- **SELECTED EXTRACT**

Problem Post 2-5: How many Shapes, Part 2: Rectangles in Rectangles

		Problem Posts
		Part 2 of 4 of How Many Shapes?

[Level 2-3]

So in my previous Miscellaneous post, we solved a fairly simple Internet puzzle, counting the number of squares in a square grid. But now, we ask ourselves if we can do more:

CAN WE DO BETTER?

• What if the original grid were a rectangle, instead of a square? Or an irregular figure?
• What if we were counting rectangles instead of squares?
• What if some of the grid 'wires' are missing?
• What if we're working on a triangular grid, counting triangles? Does our logic still apply?

1 Rectangles in Rectangles

So now let's try to generalize our square counting result to counting rectangles in rectangular grids.

PROBLEM 1
We have an $10$ by $20$ rectangular grid.

• Given a certain size of rectangle (say, $4\times 5$), how many such rectangles can be found in that grid, oriented so that the side with length $4$ lines up with the side with length $10$ on the grid? Find a general way to do this for any size grid, and any size rectangle.
• How many rectangles of all sizes are in the grid?

1.1. Rectangles of a certain size

It's clear that the first sub-problem can be solved by replicating our original strategy with the square-counting problem. We look at where we can place the upper left squarelet (or upper left corner, whichever you prefer) of the rectangle.

The upper left squarelet can be anywhere in the first $10-4+1=7$ columns of the grid, and the first $20-5+1=16$ rows. Note that if you place it anywhere else, the resulting $4\times 5$ rectangle would lie outside the grid. Also, every valid choice for where to place the upper left squarelet uniquely determines one rectangle.

So we're done:

SOLUTION 1a \[(10-4+1)\times(20-5+1)=\boxed{112}\]

Next,  it's time to generalize! What if we had an $m\times n$ grid, and we wanted to look for $i\times j$ sized rectangles? It's easy to think the answer is \[(m-i+1)\times(n-j+1)\]But what if $m<i$ or $n<j$? For example, if we have $m=n=10$ and $i=j=20$, then $(m-i+1)\times(n-j+1)=81$ which is certainly wrong because there are zero rectangles of size $20\times 20$ in a $10\times 10$ grid!

- **PROVIDED RECORDS**
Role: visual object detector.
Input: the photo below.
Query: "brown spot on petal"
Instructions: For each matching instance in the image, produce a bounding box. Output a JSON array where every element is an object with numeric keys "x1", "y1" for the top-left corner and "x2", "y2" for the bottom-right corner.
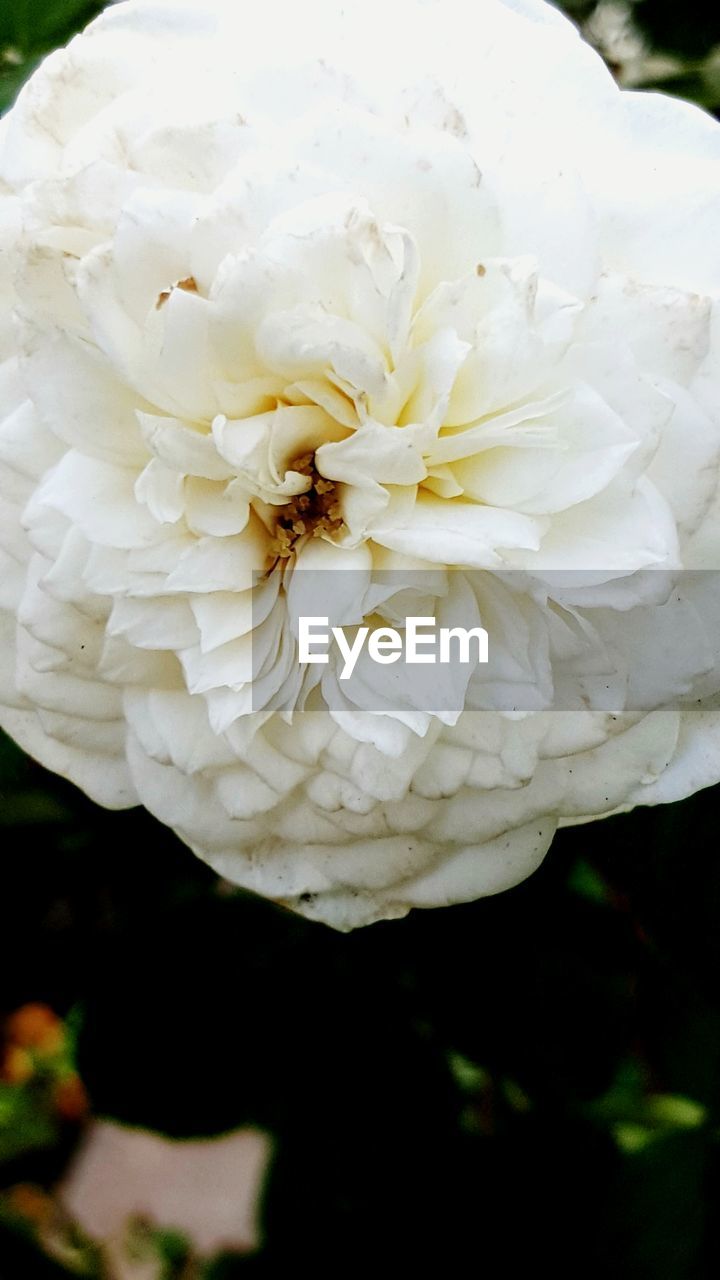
[{"x1": 155, "y1": 275, "x2": 199, "y2": 311}]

- **DIRECTIONS FOR THIS TASK**
For each statement, answer yes or no according to the rectangle-counting post above, and quote the words from it that settle the answer.
1. The first sub-problem calls for a strategy different from the one used to count squares.
2. Each valid placement of the upper left squarelet determines exactly one rectangle.
3. The post accepts the general formula even when the rectangle is larger than the grid.

- **RESPONSE TO THE EXERCISE**
1. No: "can be solved by replicating our original strategy with the square-counting problem"
2. Yes: "every valid choice for where to place the upper left squarelet uniquely determines one rectangle"
3. No: "which is certainly wrong"